§ **What the task requires**:
Could you rewrite the stretch of the material below from the line containing "Question. Place one point on every instance of the baboon's hand" through the end, requests included, raising every x and y coordinate in the answers by 53?

Stored records:

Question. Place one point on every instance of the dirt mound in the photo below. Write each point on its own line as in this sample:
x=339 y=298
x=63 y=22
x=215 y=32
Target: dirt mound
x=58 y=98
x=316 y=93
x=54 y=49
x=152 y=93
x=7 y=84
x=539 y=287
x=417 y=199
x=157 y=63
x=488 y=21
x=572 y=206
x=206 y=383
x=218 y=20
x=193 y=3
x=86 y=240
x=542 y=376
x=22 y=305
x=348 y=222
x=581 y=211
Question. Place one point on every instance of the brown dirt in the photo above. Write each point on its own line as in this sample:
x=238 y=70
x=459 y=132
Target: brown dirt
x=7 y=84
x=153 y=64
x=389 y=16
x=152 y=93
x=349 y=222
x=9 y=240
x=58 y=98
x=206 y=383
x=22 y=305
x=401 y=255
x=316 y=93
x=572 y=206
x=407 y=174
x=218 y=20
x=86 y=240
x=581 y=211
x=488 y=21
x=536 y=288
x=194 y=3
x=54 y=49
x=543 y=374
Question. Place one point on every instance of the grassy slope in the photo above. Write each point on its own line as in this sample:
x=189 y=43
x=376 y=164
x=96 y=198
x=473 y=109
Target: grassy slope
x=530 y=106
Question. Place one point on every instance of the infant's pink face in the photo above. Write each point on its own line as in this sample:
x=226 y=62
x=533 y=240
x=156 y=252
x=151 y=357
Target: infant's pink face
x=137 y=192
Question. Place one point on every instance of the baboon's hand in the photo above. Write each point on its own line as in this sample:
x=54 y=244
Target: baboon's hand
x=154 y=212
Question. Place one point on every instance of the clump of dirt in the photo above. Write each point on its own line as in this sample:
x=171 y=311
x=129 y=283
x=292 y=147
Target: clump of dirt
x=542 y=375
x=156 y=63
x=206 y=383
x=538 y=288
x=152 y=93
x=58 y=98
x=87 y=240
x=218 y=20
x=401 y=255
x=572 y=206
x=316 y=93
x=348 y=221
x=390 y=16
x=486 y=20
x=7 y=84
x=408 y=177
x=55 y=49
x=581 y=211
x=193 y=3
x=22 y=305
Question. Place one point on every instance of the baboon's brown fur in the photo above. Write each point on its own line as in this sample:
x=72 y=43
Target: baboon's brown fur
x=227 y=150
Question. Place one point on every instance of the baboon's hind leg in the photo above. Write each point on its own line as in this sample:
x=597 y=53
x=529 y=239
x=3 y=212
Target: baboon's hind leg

§ **Output for this task**:
Question. Place one point on every instance of the baboon's hand in the photo above. Write each point on its own line as in this sample:
x=54 y=244
Target: baboon's hand
x=207 y=265
Question. Place one point on every instance of the clump of dirt in the photo above. Write each point on its own line as in this sample:
x=171 y=311
x=129 y=283
x=292 y=147
Target: clump of dirt
x=595 y=428
x=209 y=116
x=259 y=436
x=591 y=341
x=205 y=146
x=111 y=151
x=140 y=293
x=271 y=73
x=454 y=308
x=625 y=259
x=369 y=146
x=401 y=274
x=443 y=69
x=539 y=73
x=60 y=137
x=461 y=230
x=108 y=102
x=634 y=264
x=246 y=56
x=75 y=358
Question. Place one point on every instance of the baboon's brown fur in the photo above. Write each point on its own line as in this sample:
x=72 y=43
Target: baboon's brown fur
x=280 y=203
Question. Place one point on every instance of the baboon's hind leg in the photo above. Write each point on its own line as in this sample:
x=597 y=53
x=529 y=239
x=3 y=212
Target: baboon's hind leg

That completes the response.